Problem requirements
Whenever "window" appears in a line, please copy that line from the data.

________

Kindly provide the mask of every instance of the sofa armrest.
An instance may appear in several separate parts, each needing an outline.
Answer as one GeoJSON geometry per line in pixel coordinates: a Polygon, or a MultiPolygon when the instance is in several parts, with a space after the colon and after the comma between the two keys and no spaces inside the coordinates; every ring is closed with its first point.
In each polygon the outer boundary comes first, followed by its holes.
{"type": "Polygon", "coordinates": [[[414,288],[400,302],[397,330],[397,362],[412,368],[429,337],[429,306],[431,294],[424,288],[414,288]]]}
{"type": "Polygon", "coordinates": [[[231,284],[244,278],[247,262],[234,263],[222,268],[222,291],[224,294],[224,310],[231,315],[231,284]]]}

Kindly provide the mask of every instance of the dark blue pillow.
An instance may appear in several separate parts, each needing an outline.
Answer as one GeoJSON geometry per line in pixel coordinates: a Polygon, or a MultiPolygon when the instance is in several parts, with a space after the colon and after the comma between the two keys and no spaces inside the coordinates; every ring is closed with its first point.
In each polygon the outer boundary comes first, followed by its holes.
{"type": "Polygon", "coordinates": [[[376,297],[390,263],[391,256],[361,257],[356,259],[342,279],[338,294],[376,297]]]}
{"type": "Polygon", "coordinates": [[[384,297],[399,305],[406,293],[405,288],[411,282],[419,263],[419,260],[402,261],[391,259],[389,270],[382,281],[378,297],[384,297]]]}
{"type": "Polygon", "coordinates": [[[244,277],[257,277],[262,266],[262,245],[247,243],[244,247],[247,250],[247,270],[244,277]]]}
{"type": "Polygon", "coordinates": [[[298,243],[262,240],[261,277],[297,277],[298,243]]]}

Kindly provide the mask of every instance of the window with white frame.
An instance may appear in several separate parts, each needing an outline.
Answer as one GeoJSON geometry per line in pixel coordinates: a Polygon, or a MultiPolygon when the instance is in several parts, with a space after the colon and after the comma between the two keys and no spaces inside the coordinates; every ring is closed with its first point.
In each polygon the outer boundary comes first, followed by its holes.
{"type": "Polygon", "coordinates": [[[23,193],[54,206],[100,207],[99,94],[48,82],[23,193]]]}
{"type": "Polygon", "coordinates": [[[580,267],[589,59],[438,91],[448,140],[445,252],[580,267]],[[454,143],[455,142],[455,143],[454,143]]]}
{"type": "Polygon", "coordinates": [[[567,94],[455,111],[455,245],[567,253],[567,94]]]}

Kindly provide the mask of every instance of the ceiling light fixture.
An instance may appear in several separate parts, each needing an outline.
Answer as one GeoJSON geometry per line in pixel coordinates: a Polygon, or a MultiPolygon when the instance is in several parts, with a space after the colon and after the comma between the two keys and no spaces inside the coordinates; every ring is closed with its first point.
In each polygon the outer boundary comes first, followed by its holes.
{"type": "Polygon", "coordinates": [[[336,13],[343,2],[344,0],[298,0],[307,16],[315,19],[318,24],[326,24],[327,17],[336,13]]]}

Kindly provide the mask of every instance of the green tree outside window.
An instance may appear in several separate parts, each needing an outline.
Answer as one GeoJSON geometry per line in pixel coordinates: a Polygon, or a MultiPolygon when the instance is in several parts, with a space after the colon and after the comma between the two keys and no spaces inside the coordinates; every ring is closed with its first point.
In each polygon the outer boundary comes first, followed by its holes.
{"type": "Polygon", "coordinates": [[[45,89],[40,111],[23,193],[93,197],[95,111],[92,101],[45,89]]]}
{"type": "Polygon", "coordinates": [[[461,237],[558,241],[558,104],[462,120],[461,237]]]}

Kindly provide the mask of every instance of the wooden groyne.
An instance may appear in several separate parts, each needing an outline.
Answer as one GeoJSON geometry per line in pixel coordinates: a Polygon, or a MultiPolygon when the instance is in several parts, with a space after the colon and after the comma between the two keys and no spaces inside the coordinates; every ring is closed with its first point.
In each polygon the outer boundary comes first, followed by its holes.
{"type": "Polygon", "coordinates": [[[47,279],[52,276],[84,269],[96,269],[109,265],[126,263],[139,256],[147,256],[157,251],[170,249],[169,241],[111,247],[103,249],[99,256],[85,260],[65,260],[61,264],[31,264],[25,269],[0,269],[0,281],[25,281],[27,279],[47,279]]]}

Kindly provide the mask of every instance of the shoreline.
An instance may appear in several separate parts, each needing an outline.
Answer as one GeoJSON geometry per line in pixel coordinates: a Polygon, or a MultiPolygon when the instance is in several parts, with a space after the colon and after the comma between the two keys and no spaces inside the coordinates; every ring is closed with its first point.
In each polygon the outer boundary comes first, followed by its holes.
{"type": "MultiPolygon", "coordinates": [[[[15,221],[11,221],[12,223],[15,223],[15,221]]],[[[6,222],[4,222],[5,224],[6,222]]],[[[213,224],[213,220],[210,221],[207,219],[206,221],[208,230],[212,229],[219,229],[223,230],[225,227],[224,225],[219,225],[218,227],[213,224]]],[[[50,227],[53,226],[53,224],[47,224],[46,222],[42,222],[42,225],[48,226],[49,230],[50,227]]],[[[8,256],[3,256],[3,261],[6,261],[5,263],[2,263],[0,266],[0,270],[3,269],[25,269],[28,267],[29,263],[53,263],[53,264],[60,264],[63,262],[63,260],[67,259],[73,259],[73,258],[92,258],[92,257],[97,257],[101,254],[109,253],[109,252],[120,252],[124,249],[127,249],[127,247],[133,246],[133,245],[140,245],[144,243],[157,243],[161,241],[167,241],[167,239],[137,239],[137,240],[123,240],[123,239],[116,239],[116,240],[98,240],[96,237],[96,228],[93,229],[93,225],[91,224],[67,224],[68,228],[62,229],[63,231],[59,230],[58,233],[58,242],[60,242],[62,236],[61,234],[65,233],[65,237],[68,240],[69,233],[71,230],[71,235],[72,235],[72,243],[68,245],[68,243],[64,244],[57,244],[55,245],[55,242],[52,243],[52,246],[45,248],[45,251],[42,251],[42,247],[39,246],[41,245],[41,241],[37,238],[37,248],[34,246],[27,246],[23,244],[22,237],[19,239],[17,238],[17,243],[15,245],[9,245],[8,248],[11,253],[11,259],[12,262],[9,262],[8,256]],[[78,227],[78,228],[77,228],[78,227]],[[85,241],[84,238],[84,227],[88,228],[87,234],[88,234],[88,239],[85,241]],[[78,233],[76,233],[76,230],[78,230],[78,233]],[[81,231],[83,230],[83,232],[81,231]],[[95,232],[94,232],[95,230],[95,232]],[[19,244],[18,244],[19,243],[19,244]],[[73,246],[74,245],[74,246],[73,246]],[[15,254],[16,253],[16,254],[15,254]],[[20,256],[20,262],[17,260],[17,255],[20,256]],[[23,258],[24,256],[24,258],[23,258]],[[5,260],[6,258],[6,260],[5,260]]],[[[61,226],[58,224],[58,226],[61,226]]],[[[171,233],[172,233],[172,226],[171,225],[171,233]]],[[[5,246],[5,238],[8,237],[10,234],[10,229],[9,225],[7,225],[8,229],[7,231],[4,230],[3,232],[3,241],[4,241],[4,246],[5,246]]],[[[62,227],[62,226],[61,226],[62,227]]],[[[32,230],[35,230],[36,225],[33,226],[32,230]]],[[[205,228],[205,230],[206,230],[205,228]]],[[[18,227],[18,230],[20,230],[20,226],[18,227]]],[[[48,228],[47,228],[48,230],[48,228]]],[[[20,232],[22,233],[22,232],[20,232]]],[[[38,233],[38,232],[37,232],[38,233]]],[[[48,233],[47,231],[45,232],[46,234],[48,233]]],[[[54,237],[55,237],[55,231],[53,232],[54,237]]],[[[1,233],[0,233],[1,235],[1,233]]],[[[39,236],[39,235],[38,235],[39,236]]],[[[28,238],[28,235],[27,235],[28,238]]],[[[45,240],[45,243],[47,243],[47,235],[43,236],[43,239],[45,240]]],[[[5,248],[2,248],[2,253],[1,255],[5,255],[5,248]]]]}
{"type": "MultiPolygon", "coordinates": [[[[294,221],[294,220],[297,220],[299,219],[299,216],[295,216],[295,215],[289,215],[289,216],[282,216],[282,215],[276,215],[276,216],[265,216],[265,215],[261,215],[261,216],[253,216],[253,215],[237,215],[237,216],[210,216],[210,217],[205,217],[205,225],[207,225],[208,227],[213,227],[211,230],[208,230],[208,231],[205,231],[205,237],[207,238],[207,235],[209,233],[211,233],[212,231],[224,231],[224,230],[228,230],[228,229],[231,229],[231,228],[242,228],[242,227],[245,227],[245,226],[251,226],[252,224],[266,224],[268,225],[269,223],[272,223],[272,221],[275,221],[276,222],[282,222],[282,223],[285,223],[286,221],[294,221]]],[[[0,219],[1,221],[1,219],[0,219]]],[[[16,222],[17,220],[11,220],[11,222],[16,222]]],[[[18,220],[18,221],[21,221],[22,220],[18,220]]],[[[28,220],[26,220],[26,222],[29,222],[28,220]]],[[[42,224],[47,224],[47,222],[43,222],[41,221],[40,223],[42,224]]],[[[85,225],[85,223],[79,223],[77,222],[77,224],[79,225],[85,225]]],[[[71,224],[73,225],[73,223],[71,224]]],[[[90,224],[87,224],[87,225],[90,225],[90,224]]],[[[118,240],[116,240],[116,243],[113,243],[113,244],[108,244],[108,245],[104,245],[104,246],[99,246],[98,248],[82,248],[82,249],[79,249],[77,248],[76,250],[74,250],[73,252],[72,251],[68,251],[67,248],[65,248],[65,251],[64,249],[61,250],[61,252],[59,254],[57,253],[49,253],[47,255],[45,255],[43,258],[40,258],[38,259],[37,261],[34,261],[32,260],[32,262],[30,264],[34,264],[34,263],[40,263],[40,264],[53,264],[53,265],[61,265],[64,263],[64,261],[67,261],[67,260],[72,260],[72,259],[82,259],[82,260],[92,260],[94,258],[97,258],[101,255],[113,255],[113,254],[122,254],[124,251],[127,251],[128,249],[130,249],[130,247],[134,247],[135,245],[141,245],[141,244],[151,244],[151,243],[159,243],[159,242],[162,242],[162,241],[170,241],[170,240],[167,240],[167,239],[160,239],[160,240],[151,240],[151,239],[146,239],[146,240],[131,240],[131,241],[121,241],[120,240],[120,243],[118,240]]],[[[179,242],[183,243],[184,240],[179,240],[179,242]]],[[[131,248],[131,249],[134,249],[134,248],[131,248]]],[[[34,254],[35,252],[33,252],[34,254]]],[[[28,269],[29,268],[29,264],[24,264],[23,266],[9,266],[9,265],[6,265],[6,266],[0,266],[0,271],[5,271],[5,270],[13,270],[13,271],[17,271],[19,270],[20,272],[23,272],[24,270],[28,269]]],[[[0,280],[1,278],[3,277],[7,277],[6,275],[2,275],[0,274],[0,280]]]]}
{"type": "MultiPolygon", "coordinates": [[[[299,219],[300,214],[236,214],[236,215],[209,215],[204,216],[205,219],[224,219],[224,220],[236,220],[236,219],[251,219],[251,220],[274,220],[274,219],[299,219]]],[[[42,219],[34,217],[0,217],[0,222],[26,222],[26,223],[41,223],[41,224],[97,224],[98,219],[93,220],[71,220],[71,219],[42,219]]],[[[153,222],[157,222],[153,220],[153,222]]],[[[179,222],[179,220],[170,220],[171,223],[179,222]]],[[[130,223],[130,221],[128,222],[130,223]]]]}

________

Result of the task
Kindly provide the mask of every instance of the window with white frame.
Kindly provide the mask of every instance of the green tree outside window.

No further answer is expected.